# [Problem to solve]
Format the items below as a numbered list, leaving out any blank lines.

Rows from an object pointing dataset
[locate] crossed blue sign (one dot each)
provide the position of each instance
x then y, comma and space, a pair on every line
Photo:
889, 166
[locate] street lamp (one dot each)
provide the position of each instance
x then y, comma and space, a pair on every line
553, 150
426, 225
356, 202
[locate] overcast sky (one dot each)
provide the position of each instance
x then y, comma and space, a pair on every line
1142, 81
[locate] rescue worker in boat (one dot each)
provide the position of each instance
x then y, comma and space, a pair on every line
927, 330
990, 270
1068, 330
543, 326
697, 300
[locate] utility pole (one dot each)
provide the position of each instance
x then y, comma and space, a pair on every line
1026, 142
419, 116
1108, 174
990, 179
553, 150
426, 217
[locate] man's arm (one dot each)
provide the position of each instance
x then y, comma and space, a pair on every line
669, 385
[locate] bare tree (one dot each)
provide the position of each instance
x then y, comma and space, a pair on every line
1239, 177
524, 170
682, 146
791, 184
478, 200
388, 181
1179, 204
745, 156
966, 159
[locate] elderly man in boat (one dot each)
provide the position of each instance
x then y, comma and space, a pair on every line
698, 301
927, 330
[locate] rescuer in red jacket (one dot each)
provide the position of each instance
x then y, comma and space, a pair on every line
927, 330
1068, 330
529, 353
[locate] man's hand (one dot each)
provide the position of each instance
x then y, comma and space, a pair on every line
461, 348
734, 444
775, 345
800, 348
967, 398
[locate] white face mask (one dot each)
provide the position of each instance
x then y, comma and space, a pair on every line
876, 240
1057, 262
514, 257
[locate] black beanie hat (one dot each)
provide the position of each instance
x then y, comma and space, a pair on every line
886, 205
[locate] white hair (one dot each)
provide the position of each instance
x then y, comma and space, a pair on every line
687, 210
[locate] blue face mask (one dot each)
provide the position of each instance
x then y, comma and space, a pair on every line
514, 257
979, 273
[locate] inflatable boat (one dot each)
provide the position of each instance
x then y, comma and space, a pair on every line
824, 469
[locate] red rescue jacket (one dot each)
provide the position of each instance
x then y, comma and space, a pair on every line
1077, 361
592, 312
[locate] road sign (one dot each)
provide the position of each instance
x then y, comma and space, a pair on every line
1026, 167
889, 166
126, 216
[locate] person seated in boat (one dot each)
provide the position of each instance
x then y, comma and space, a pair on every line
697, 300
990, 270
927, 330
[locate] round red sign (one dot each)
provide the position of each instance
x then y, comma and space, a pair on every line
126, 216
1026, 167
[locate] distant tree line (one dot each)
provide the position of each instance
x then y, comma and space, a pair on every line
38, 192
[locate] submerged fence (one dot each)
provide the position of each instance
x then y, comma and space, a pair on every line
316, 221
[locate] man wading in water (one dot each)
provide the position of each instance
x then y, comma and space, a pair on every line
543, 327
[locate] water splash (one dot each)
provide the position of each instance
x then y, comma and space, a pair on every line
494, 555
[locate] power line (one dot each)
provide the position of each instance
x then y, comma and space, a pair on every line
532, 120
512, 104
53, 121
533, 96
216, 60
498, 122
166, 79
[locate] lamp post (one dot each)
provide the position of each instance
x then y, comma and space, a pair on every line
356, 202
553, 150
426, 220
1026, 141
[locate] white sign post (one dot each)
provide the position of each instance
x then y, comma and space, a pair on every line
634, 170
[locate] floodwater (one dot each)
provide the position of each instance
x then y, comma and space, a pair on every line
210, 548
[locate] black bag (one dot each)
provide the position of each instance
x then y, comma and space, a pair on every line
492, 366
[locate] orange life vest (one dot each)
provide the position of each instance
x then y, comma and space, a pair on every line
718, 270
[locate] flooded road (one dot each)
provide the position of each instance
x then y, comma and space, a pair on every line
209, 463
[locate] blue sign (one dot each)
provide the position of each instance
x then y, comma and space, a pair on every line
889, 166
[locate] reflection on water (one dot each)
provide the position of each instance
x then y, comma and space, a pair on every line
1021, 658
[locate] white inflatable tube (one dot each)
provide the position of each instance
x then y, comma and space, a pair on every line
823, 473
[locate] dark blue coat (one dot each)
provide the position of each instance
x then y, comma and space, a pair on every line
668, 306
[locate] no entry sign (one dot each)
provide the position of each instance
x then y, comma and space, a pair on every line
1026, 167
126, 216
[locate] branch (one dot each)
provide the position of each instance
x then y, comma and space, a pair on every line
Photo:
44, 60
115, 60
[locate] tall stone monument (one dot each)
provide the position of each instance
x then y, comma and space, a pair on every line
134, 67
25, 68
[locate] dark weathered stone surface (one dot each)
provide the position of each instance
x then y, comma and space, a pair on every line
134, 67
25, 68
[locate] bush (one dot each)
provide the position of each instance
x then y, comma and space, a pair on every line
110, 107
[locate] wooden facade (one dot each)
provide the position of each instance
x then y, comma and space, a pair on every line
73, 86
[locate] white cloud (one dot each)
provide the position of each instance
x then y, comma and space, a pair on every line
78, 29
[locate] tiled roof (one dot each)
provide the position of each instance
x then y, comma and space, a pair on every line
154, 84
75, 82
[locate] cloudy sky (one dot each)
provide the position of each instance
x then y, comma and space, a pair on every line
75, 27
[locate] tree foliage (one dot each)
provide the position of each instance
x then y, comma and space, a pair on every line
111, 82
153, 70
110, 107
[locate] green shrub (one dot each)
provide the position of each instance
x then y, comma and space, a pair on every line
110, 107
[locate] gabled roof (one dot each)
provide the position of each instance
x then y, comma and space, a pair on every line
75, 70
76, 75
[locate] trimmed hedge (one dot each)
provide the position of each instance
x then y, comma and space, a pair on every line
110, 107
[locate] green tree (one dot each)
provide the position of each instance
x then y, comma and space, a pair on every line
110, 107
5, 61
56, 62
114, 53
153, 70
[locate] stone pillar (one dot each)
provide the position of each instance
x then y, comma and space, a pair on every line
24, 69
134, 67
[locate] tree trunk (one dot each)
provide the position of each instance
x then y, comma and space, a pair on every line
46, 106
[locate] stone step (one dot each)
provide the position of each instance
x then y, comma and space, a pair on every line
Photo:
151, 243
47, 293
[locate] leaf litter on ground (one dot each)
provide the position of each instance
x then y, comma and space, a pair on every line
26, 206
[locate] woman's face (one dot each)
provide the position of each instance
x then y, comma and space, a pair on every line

# [Full output]
1. [locate] crossed blue sign (one dot each)
2. provide the position of each instance
3. x then y, comma and space, a pair on every line
4. Photo:
5. 889, 166
6. [locate] street lamp (one dot each)
7. provide the position of each instance
8. x then y, comma and space, a pair on every line
9. 553, 150
10. 426, 225
11. 356, 202
12. [locate] overcast sky (one dot each)
13. provide the position of each instance
14. x then y, comma and space, a pair on every line
15. 1142, 81
16. [locate] rescue worker in boat (one dot each)
17. provide the position of each instance
18. x then y, comma and space, a pair on every line
19. 927, 330
20. 990, 270
21. 1068, 330
22. 543, 326
23. 697, 300
24. [locate] utility pole (one dot each)
25. provide the position of each instance
26. x then y, comma and space, a pair on every line
27. 1026, 142
28. 419, 116
29. 1108, 174
30. 990, 179
31. 553, 150
32. 426, 217
33. [locate] man's arm (one dot each)
34. provide the position of each instance
35. x then y, comma and space, a pair on every line
36. 669, 385
37. [locate] bare tree (one dot each)
38. provide the position of each instance
39. x then y, comma and space, a pair on every line
40. 1239, 177
41. 524, 170
42. 682, 146
43. 791, 184
44. 478, 200
45. 388, 181
46. 1179, 204
47. 745, 156
48. 966, 159
49. [locate] elderly man in boat (one dot each)
50. provide the position of each instance
51. x then y, comma and space, a pair on every line
52. 698, 301
53. 927, 330
54. [locate] rescuer in red jacket (one dot each)
55. provide the position of each instance
56. x then y, comma and space, a pair on every line
57. 927, 330
58. 1068, 330
59. 529, 353
60. [locate] man's hand (one dot each)
61. provide the position of each instance
62. x then y, comma and space, a pair on every line
63. 461, 348
64. 734, 444
65. 775, 345
66. 800, 348
67. 967, 398
68. [locate] white face mask (one dot each)
69. provide the position of each instance
70. x then y, comma and space, a pair on every line
71. 876, 240
72. 1057, 262
73. 514, 257
74. [locate] black beanie hat (one dot each)
75. provide the position of each instance
76. x then y, comma and space, a pair on every line
77. 886, 205
78. [locate] white hair (one dot each)
79. provide the position of each instance
80. x then y, comma and space, a pair on every line
81. 687, 210
82. [locate] blue face mask (one dot each)
83. provide the position of each instance
84. x then y, comma and space, a pair on every line
85. 514, 257
86. 979, 273
87. [locate] inflatable boat (one dot each)
88. provide the position of each instance
89. x then y, comma and space, a pair on every line
90. 824, 469
91. [locate] red rescue jacket (one dot each)
92. provide the position of each instance
93. x then y, comma and space, a pair on every line
94. 1077, 361
95. 592, 312
96. [locate] road sign (one dot each)
97. provide the position of each instance
98. x then y, comma and space, a pair on every line
99. 1026, 167
100. 889, 166
101. 126, 216
102. [locate] person seated in boat (one dot each)
103. provide the position of each instance
104. x then y, comma and space, a pair on every line
105. 697, 300
106. 990, 270
107. 927, 330
108. [locate] round red sign (one dot each)
109. provide the position of each instance
110. x then y, comma and space, a pair on every line
111. 126, 216
112. 1026, 167
113. [locate] distant tree line (one dot each)
114. provide the position of each instance
115. x then y, comma and space, a pair on every line
116. 38, 192
117. [locate] submerged fence (one dot each)
118. provide the position of each instance
119. x then y, comma and space, a pair on every line
120. 316, 221
121. [locate] man wading in water (one dot each)
122. provide the position of each instance
123. x then y, comma and space, a pair on every line
124. 543, 327
125. [locate] water splash (one dot each)
126. provide the position of each instance
127. x then y, comma and space, a pair on every line
128. 494, 555
129. [locate] power line (one dot each)
130. provide the position of each instance
131. x then y, comma and space, a pair on every line
132. 532, 120
133. 512, 104
134. 53, 121
135. 533, 96
136. 216, 60
137. 498, 122
138. 166, 79
139. [locate] lamp post (one dot each)
140. provide the position of each instance
141. x then y, comma and space, a pair on every line
142. 356, 202
143. 553, 150
144. 426, 220
145. 1026, 141
146. [locate] white sign post (one dot each)
147. provide the position of each instance
148. x then y, comma and space, a pair on every line
149. 634, 170
150. [locate] floodwater (one dot each)
151. provide the position of each instance
152. x then y, comma and space, a pair on every line
153. 210, 548
154. [locate] black bag (one dot each)
155. provide the position of each instance
156. x then y, comma and space, a pair on every line
157. 492, 366
158. [locate] orange life vest (one dot each)
159. provide the position of each instance
160. x then y, comma and space, a pair on every line
161. 718, 270
162. [locate] flooded road (one dot each)
163. provide the position of each instance
164. x then y, comma and space, a pair on every line
165. 209, 463
166. [locate] blue sign (one dot each)
167. provide the position of each instance
168. x then y, comma and space, a pair on every line
169. 889, 166
170. [locate] reflection on water (one dot each)
171. provide the position of each instance
172. x then y, comma and space, a pair on every line
173. 1021, 658
174. [locate] white inflatable tube (one dot each)
175. provide the position of each instance
176. x then y, comma and space, a pair on every line
177. 823, 473
178. [locate] dark blue coat (one dot each)
179. provide the position of each instance
180. x then y, comma and space, a pair on every line
181. 668, 306
182. [locate] no entry sign (one dot each)
183. provide the position of each instance
184. x then y, comma and space, a pair on every line
185. 1026, 167
186. 126, 216
187. [locate] branch (one dot each)
188. provide the position of each instance
189. x then y, comma and space, a pair on every line
190. Photo:
191. 44, 60
192. 115, 60
193. [locate] tall stone monument (one dot each)
194. provide the position of each instance
195. x then y, comma and space, a pair on every line
196. 134, 67
197. 25, 68
198. [locate] dark weathered stone surface (one dot each)
199. provide the position of each instance
200. x then y, comma and space, a pair on every line
201. 134, 67
202. 25, 68
203. [locate] bush (one dot each)
204. provide the position of each instance
205. x then y, comma and space, a pair on every line
206. 110, 107
207. [locate] wooden facade (one dot each)
208. provide the position of each instance
209. x then y, comma and space, a pair on every line
210. 73, 86
211. [locate] white cloud (one dot each)
212. provide the position of each instance
213. x then y, comma and space, a pair on every line
214. 78, 29
215. [locate] tiled roof (one dot each)
216. provide the position of each instance
217. x then y, comma and space, a pair on every line
218. 154, 84
219. 75, 82
220. [locate] cloudy sky (one dot each)
221. provide the position of each instance
222. x then y, comma and space, a pair on every line
223. 75, 27
224. [locate] tree foliage (one dot each)
225. provide the position of each instance
226. x then y, comma and space, a pair on every line
227. 111, 82
228. 153, 70
229. 110, 107
230. [locate] green shrub (one dot each)
231. provide the position of each instance
232. x then y, comma and space, a pair on every line
233. 110, 107
234. [locate] gabled roof (one dot each)
235. provide the position of each instance
236. x then y, comma and space, a pair on every line
237. 75, 70
238. 76, 75
239. [locate] trimmed hedge (one dot each)
240. provide the position of each instance
241. x then y, comma and space, a pair on every line
242. 110, 107
243. [locate] green tree (one dot each)
244. provide the position of each instance
245. x then y, comma and space, a pair on every line
246. 110, 107
247. 5, 61
248. 56, 62
249. 114, 53
250. 153, 70
251. [locate] stone pillar (one dot each)
252. provide the position of each instance
253. x then y, comma and space, a pair on every line
254. 24, 69
255. 134, 67
256. [locate] tree trunk (one dot each)
257. provide the position of each instance
258. x then y, comma and space, a pair on every line
259. 46, 106
260. [locate] stone step (one dot each)
261. provide the position of each instance
262. x then y, comma and space, a pair on every line
263. Photo:
264. 151, 243
265. 47, 293
266. [locate] leaf litter on ground (one dot each)
267. provide the position of each instance
268. x then y, comma and space, a pair on every line
269. 26, 206
270. [locate] woman's face (one dot each)
271. provide the position of each instance
272. x then y, comma and space, a pair on every line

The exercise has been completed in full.